* [Data supplied]:
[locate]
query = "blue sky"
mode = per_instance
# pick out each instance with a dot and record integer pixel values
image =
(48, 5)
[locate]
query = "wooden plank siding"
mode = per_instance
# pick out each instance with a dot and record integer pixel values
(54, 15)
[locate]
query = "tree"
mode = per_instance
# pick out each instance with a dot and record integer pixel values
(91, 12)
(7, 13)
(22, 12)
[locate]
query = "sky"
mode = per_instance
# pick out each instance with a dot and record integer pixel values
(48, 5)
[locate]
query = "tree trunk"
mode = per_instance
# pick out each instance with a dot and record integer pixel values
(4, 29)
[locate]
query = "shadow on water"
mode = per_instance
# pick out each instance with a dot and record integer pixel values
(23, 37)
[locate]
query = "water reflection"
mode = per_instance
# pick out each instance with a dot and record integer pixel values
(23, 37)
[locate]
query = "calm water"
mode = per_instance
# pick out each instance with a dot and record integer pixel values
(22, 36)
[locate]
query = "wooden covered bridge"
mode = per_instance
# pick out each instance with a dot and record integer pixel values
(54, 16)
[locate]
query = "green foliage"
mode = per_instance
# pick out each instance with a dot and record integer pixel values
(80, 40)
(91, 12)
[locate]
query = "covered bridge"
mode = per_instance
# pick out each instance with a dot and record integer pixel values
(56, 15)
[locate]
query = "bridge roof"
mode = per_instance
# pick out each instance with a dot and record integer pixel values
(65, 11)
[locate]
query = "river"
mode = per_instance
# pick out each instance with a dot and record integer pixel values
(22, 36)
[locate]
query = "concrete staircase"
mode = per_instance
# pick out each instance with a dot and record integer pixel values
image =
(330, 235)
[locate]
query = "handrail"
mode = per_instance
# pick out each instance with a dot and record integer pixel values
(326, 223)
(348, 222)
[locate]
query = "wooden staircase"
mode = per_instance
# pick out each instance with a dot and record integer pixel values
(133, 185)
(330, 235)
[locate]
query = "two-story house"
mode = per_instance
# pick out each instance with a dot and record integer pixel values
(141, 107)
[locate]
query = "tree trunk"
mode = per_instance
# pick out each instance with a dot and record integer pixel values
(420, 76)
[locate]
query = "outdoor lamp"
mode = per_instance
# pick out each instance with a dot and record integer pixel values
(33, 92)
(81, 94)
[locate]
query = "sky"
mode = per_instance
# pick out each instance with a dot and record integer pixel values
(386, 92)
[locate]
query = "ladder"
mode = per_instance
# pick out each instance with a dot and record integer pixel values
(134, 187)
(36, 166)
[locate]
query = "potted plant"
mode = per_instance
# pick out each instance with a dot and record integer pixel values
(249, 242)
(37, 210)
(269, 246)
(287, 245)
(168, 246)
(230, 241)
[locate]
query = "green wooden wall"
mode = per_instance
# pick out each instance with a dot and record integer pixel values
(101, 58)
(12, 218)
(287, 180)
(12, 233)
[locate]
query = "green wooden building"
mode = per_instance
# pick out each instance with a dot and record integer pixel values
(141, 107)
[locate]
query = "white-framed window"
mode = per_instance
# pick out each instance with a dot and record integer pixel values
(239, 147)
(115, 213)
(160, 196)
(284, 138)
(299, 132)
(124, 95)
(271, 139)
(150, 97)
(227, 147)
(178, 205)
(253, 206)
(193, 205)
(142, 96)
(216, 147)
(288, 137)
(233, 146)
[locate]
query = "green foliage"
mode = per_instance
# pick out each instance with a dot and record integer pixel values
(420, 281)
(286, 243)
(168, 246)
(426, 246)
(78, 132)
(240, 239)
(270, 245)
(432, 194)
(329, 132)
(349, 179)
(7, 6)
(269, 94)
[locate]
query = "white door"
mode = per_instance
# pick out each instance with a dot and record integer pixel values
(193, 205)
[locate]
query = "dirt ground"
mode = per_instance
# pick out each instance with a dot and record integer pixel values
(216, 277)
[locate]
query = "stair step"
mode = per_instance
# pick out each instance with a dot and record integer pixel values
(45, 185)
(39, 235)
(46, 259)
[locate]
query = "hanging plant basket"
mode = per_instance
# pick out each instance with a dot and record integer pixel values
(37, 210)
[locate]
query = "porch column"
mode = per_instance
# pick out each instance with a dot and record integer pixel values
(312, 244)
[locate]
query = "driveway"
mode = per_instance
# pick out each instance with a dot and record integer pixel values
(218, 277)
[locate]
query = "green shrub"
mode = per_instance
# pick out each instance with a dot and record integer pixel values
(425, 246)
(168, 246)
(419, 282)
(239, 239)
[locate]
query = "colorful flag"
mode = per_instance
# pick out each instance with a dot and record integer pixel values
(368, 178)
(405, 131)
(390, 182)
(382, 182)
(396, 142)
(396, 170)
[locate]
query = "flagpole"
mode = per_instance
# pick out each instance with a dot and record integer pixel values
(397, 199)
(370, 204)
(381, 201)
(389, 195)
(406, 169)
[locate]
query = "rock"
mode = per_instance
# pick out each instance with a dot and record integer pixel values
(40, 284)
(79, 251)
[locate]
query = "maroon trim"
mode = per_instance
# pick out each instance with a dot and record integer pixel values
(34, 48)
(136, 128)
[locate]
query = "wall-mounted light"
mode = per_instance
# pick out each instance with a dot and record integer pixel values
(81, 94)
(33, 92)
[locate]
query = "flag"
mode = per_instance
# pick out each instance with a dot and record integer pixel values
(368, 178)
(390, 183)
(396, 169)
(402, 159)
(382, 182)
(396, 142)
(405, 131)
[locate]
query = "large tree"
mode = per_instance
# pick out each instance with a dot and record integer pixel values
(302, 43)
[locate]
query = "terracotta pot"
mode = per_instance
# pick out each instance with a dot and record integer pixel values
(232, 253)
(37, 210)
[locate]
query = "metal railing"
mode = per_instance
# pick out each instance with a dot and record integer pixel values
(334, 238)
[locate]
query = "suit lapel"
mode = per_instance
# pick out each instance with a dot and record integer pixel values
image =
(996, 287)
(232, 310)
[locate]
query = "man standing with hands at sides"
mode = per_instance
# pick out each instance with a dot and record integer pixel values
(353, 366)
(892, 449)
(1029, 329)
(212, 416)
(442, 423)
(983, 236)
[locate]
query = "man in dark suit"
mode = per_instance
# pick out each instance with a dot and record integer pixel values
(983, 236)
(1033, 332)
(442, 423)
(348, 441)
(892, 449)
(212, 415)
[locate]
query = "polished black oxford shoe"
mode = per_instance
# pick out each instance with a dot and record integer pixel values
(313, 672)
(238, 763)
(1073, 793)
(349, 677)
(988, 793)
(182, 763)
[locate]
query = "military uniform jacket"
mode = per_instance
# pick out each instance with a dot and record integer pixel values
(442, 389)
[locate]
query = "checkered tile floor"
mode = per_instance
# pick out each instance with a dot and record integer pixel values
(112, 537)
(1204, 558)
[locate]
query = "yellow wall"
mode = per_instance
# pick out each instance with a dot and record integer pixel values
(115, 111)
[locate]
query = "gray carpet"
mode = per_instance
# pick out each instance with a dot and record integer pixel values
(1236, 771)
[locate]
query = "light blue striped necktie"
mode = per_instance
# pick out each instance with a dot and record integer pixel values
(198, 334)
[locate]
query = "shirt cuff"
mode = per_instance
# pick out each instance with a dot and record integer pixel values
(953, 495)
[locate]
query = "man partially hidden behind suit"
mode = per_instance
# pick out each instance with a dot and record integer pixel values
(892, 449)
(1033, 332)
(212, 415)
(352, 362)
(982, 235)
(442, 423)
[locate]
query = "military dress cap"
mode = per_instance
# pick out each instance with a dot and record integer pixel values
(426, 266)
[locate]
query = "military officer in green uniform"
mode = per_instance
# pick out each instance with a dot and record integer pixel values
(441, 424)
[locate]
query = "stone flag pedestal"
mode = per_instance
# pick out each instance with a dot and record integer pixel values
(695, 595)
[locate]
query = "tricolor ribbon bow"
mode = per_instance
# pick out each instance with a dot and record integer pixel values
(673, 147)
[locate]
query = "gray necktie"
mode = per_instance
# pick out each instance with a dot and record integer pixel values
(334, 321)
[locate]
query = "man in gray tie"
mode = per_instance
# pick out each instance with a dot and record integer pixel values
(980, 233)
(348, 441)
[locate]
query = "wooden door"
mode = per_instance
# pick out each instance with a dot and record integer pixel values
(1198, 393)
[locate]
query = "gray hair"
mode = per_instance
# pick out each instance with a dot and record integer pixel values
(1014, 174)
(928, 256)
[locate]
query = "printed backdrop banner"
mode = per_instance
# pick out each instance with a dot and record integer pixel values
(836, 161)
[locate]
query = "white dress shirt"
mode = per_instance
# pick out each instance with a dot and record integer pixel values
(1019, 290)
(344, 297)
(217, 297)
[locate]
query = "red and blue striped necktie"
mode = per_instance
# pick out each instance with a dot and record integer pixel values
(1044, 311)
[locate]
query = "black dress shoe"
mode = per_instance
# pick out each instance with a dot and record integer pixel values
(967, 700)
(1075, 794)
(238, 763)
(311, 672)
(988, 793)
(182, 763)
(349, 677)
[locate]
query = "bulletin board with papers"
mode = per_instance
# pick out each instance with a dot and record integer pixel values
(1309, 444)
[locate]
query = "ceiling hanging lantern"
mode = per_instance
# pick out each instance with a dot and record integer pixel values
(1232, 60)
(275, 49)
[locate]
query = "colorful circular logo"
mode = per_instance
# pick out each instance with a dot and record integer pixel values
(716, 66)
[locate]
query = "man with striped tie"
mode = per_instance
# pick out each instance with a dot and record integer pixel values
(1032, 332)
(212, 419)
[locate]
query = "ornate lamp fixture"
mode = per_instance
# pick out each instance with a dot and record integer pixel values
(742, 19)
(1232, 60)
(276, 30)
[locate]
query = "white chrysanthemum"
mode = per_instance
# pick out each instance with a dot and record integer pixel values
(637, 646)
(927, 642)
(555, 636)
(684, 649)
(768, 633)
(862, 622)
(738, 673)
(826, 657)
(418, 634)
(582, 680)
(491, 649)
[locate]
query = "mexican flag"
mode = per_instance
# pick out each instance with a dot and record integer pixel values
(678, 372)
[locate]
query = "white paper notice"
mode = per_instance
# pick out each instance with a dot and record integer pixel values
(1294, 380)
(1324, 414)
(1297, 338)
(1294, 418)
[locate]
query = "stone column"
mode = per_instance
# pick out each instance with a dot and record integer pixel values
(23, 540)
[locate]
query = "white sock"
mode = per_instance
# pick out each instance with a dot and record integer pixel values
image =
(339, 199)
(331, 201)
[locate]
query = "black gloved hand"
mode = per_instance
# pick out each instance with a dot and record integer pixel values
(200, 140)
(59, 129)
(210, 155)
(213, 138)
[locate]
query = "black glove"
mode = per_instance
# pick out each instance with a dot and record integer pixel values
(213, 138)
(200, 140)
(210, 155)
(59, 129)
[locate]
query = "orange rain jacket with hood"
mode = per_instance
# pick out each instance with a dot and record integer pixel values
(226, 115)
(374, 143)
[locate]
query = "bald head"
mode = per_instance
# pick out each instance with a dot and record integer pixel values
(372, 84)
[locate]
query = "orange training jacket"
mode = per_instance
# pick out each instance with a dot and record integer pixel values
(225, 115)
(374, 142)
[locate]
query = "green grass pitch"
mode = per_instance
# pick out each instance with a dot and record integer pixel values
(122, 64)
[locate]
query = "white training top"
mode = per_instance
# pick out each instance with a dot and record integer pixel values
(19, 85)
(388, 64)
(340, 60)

* [Assigned task]: Output each line of the listing above that has "covered".

* [Response for this exercise]:
query = "wooden covered bridge"
query = "covered bridge"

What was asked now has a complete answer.